## Travail demandé
1. Réécrivez sous forme de courte liste le paragraphe du texte sur les frontaliers qui commence par « De nombreux frontaliers travaillent », en gardant ses faits principaux.
2. Prolongez le texte sur les frontaliers en Suisse à partir de sa dernière phrase.

## Extrait cité
De nombreux frontaliers travaillent en Suisse, surtout des Français. Des règlementations européennes déterminent dans quel pays les frontaliers doivent payer les assurances sociales. Or, en pratique, ces dispositions sont presque impossibles à appliquer par les employeurs. 
Les règlements UE 883/2004 et 987/2009 déterminent dans quel pays les frontaliers doivent payer les assurances sociales (principe de l’assujettissement aux assurances sociales au lieu de travail pour les citoyens suisses et les citoyens de l’UE). Ils ont été actualisés en date du 1er janvier 2015, lorsque le règlement correctif 465/2012 a été adopté. Cela a permis à la Suisse de clarifier l’assujettissement aux assurances sociales des personnes pluriactives1. 
 
Des incertitudes fondamentales demeurent néanmoins à ce jour quant à l’application de ces dispositions européennes, notamment en ce qui concerne la période déterminante et le calcul de l’activité substantielle.

Entrées de données recueillies
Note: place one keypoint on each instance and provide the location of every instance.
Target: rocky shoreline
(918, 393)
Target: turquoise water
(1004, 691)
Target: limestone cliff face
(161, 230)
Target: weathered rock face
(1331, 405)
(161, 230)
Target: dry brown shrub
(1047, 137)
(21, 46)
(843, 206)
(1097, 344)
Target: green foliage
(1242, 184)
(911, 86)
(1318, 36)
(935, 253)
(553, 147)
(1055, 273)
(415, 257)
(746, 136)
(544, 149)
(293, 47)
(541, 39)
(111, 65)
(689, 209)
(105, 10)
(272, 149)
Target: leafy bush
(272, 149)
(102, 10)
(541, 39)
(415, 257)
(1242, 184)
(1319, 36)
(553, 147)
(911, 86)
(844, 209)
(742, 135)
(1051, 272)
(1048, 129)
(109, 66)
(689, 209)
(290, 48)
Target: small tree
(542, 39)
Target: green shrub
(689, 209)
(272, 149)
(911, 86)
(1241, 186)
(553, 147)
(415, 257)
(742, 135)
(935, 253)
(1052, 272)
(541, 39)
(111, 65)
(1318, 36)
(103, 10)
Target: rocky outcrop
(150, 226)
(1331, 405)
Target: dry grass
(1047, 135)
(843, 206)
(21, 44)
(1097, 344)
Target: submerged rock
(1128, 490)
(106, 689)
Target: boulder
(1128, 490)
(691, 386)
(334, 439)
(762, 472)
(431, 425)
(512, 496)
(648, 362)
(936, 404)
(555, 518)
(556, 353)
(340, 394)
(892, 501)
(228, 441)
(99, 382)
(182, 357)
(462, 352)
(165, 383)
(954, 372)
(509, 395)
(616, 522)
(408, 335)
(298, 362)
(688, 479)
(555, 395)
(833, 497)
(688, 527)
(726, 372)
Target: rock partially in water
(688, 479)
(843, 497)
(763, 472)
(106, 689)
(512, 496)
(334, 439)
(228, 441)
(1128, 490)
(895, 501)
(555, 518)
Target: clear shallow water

## Réponses fournies
1.
- Beaucoup de frontaliers, surtout des Français, travaillent en Suisse.
- Des règles européennes fixent le pays où ces frontaliers doivent payer les assurances sociales.
- Dans les faits, les employeurs ne peuvent presque pas appliquer ces règles.

2.
Assujettissement en cas de pluriactivité d’un frontalier

Si un frontalier travaille simultanément ou alternativement dans plusieurs pays, son revenu total obtenu dans tous ces pays est soumis aux assurances sociales de son pays de domicile, s’il y exerce une activité substantielle (plus de 25 %). Pour les entreprises, cette règle des 25 % constitue théoriquement un allègement: par le passé, même une activité marginale dans le pays de domicile entraînait pour l’employeur suisse un assujettissement de son employé aux assurances sociales étrangères. Des cotisations très élevées devaient être versées à la France. Désormais, l’emploi dans le pays de domicile doit représenter au moins 25 % du temps de travail ou du revenu du frontalier pour menacer l’employeur suisse du point de vue administratif et du droit du travail.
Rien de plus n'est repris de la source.